• What needs to be done
Take the lines below between the one holding "Label: bare tan" and the one holding "Label: red and", inclusive, and copy them exactly. Add nothing.
- - - -
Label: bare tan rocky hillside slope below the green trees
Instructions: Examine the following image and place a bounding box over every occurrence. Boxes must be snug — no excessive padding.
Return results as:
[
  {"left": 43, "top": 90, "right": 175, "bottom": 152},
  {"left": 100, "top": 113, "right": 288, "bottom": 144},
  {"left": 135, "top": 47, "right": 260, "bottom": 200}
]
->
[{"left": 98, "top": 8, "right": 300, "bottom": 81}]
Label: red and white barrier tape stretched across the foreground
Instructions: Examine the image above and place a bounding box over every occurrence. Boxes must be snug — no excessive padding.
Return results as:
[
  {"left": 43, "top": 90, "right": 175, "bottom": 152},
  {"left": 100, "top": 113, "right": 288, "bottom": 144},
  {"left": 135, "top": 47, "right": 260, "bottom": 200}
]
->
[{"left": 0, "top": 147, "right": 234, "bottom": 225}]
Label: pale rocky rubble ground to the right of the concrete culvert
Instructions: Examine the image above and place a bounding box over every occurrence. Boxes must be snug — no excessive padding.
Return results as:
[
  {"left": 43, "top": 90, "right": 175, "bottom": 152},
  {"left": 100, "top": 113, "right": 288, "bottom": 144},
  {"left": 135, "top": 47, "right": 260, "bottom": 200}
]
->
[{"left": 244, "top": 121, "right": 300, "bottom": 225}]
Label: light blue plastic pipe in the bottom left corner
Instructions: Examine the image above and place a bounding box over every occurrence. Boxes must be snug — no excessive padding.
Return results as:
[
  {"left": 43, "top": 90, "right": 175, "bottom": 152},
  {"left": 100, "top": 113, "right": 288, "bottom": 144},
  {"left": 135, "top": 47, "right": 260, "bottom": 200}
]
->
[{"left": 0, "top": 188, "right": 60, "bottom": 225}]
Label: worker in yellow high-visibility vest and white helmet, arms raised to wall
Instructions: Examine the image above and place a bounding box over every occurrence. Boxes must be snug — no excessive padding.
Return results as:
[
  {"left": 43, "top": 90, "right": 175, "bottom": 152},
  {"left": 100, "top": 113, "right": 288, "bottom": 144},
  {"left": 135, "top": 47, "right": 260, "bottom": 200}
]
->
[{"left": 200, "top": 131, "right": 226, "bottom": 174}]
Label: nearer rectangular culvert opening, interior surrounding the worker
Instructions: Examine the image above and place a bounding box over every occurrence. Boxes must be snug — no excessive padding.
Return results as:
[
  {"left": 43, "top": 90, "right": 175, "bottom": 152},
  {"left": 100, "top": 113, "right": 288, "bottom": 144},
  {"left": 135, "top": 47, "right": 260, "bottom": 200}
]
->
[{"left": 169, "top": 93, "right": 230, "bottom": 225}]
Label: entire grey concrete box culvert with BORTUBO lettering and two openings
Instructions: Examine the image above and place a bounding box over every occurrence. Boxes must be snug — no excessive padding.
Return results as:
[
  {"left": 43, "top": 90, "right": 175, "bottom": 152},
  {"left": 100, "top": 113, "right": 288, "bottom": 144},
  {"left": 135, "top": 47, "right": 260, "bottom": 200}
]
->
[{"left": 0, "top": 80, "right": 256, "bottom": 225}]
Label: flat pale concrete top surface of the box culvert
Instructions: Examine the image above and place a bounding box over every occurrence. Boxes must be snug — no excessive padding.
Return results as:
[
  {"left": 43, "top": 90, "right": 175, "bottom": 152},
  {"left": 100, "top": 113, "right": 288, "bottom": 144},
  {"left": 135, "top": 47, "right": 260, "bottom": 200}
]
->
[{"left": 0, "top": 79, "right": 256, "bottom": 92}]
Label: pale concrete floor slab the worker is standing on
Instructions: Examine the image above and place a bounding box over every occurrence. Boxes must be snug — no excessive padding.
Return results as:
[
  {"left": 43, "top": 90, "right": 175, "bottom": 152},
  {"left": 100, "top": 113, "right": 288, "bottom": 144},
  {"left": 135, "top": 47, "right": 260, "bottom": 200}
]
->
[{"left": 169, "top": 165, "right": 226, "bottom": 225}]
- - - -
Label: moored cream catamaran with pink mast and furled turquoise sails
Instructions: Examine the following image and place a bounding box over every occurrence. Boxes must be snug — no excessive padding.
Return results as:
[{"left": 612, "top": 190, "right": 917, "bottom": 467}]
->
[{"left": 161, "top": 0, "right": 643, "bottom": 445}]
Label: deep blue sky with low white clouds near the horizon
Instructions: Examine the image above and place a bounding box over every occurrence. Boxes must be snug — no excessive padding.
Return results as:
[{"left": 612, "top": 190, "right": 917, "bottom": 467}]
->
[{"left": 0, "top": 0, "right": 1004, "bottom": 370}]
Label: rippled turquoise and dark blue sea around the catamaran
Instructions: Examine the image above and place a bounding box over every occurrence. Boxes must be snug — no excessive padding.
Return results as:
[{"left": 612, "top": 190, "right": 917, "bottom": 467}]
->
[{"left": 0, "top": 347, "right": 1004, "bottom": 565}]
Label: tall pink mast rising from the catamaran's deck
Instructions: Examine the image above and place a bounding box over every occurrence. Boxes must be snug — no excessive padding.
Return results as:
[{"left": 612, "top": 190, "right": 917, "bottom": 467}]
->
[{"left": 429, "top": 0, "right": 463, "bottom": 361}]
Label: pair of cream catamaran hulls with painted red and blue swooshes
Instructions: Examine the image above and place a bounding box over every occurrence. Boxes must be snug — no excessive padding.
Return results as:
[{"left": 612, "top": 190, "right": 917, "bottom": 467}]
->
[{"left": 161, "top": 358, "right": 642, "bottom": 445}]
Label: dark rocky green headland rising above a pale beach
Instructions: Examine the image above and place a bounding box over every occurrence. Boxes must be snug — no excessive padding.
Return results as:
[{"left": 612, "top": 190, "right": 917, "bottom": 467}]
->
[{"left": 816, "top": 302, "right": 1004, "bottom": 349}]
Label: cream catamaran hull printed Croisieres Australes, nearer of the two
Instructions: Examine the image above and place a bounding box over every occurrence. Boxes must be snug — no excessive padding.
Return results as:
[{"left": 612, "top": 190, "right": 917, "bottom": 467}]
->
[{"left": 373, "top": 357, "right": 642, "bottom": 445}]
- - - -
• Task solution
Label: bare tan rocky hillside slope below the green trees
Instructions: Examine the following image and place a bounding box over every occurrence. Boxes must be snug — no excessive padding.
Return results as:
[
  {"left": 43, "top": 90, "right": 175, "bottom": 152},
  {"left": 100, "top": 113, "right": 288, "bottom": 144},
  {"left": 135, "top": 47, "right": 260, "bottom": 200}
]
->
[{"left": 98, "top": 8, "right": 300, "bottom": 81}]
Label: red and white barrier tape stretched across the foreground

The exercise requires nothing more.